Rows from a dataset:
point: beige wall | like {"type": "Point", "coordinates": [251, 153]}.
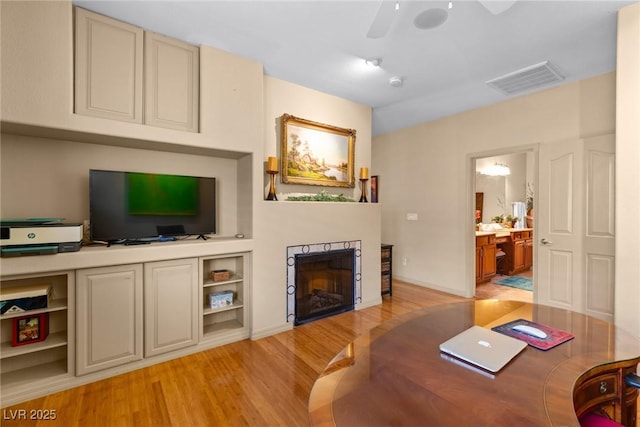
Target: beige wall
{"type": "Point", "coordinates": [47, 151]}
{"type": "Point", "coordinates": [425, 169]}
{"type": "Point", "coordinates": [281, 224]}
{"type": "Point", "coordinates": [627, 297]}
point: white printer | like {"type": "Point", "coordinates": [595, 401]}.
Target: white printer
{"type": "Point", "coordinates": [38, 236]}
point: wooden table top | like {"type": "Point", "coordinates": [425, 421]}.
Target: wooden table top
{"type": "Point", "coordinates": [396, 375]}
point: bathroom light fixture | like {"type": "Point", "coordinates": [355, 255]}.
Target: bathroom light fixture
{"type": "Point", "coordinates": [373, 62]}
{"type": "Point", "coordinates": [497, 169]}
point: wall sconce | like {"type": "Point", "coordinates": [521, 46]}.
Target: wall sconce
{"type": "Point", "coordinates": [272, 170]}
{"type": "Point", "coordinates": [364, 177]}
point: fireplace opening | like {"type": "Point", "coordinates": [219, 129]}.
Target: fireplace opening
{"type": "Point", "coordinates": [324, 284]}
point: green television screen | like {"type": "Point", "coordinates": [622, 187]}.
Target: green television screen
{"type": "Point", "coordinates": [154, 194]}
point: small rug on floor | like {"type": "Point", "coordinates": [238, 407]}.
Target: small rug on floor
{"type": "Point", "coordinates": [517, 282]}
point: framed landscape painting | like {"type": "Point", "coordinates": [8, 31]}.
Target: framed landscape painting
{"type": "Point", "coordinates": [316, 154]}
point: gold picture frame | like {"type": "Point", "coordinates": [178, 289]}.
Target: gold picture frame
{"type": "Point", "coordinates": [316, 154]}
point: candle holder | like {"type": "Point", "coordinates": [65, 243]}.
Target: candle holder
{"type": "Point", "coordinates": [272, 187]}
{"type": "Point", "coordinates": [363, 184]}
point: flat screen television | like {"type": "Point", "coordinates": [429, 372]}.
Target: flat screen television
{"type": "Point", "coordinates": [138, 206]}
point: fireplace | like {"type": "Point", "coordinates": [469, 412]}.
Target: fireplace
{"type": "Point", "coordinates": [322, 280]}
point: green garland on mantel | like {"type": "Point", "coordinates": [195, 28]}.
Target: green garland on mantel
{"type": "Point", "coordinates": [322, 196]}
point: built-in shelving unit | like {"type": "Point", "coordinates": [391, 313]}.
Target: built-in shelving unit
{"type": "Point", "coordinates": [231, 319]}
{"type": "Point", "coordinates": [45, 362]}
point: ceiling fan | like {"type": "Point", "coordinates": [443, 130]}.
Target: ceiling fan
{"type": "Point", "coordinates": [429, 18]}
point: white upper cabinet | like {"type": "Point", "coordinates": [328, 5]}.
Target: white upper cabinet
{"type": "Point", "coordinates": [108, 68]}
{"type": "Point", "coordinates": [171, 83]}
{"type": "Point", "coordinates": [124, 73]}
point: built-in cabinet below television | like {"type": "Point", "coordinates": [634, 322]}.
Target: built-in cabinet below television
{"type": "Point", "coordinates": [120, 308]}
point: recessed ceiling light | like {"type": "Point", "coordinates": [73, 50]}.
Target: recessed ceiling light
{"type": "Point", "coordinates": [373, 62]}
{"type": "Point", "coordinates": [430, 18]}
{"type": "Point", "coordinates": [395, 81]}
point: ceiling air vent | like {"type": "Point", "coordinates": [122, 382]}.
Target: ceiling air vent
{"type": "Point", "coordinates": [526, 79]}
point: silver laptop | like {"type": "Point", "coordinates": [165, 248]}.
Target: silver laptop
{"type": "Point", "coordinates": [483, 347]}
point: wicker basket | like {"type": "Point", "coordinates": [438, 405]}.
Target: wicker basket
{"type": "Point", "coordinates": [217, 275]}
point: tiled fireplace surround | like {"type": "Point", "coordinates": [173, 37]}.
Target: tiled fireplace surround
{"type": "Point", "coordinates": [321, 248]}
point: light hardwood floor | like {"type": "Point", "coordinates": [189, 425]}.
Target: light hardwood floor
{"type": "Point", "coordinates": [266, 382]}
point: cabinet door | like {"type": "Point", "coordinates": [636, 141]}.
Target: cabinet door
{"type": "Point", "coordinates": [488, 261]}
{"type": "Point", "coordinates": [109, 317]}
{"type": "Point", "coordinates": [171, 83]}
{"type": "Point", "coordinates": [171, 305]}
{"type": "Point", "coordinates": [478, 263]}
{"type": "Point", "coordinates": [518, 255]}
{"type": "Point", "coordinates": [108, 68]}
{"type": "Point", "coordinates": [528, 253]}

= Your task =
Reproduce the entries above without change, omitting all pictures.

= Answer in full =
point: beige wall | like {"type": "Point", "coordinates": [251, 153]}.
Target: beige wall
{"type": "Point", "coordinates": [47, 151]}
{"type": "Point", "coordinates": [425, 169]}
{"type": "Point", "coordinates": [281, 224]}
{"type": "Point", "coordinates": [627, 297]}
point: white printer | like {"type": "Point", "coordinates": [595, 401]}.
Target: white printer
{"type": "Point", "coordinates": [38, 236]}
point: wooden table top | like {"type": "Point", "coordinates": [425, 421]}.
Target: wooden table top
{"type": "Point", "coordinates": [396, 375]}
point: bathroom light fixture | like {"type": "Point", "coordinates": [355, 255]}.
Target: bathroom light fixture
{"type": "Point", "coordinates": [373, 62]}
{"type": "Point", "coordinates": [497, 169]}
point: wall sconce | like {"type": "Point", "coordinates": [521, 46]}.
Target: wall sconce
{"type": "Point", "coordinates": [272, 170]}
{"type": "Point", "coordinates": [364, 177]}
point: fireplace opening | like {"type": "Point", "coordinates": [219, 129]}.
Target: fireplace opening
{"type": "Point", "coordinates": [324, 284]}
point: green television screen | like {"type": "Point", "coordinates": [622, 187]}.
Target: green television screen
{"type": "Point", "coordinates": [154, 194]}
point: small rug on floor | like {"type": "Point", "coordinates": [238, 407]}.
Target: small rug on floor
{"type": "Point", "coordinates": [517, 282]}
point: framed landscape painting | like {"type": "Point", "coordinates": [8, 31]}.
Target: framed landscape painting
{"type": "Point", "coordinates": [316, 154]}
point: gold picture frame | like {"type": "Point", "coordinates": [178, 289]}.
Target: gold picture frame
{"type": "Point", "coordinates": [316, 154]}
point: candle holder | like {"type": "Point", "coordinates": [65, 243]}.
Target: candle holder
{"type": "Point", "coordinates": [272, 187]}
{"type": "Point", "coordinates": [363, 184]}
point: flat screen television | like {"type": "Point", "coordinates": [429, 372]}.
Target: flat screen television
{"type": "Point", "coordinates": [138, 206]}
point: fireplace | like {"type": "Point", "coordinates": [469, 412]}.
Target: fireplace
{"type": "Point", "coordinates": [322, 280]}
point: green garland on mantel | like {"type": "Point", "coordinates": [195, 28]}.
Target: green garland on mantel
{"type": "Point", "coordinates": [322, 196]}
point: built-in shelving unit | like {"type": "Point", "coordinates": [391, 313]}.
Target: built-in shelving unit
{"type": "Point", "coordinates": [231, 319]}
{"type": "Point", "coordinates": [45, 362]}
point: ceiling fan | like {"type": "Point", "coordinates": [443, 130]}.
Target: ceiling fan
{"type": "Point", "coordinates": [429, 18]}
point: white upper cabinet | like {"type": "Point", "coordinates": [328, 5]}.
Target: white upper cabinet
{"type": "Point", "coordinates": [108, 68]}
{"type": "Point", "coordinates": [171, 83]}
{"type": "Point", "coordinates": [124, 73]}
point: built-in cabinet below television | like {"type": "Point", "coordinates": [634, 322]}.
Target: built-in cabinet below television
{"type": "Point", "coordinates": [120, 308]}
point: recessed ceiling light | like {"type": "Point", "coordinates": [73, 50]}.
Target: recessed ceiling light
{"type": "Point", "coordinates": [373, 62]}
{"type": "Point", "coordinates": [430, 18]}
{"type": "Point", "coordinates": [395, 81]}
point: ceiling air vent | like {"type": "Point", "coordinates": [122, 382]}.
Target: ceiling air vent
{"type": "Point", "coordinates": [526, 79]}
point: silver laptop | like {"type": "Point", "coordinates": [165, 248]}.
Target: silver laptop
{"type": "Point", "coordinates": [483, 347]}
point: wicker basket | like {"type": "Point", "coordinates": [438, 405]}.
Target: wicker basket
{"type": "Point", "coordinates": [217, 275]}
point: tiled fireplace surround | like {"type": "Point", "coordinates": [173, 37]}.
Target: tiled fireplace surround
{"type": "Point", "coordinates": [321, 248]}
point: light hardwood floor | like {"type": "Point", "coordinates": [189, 425]}.
Target: light hardwood floor
{"type": "Point", "coordinates": [266, 382]}
point: cabinet door | like {"type": "Point", "coordinates": [636, 141]}.
Target: cabinet door
{"type": "Point", "coordinates": [488, 261]}
{"type": "Point", "coordinates": [109, 317]}
{"type": "Point", "coordinates": [171, 83]}
{"type": "Point", "coordinates": [171, 305]}
{"type": "Point", "coordinates": [478, 263]}
{"type": "Point", "coordinates": [518, 255]}
{"type": "Point", "coordinates": [108, 68]}
{"type": "Point", "coordinates": [528, 253]}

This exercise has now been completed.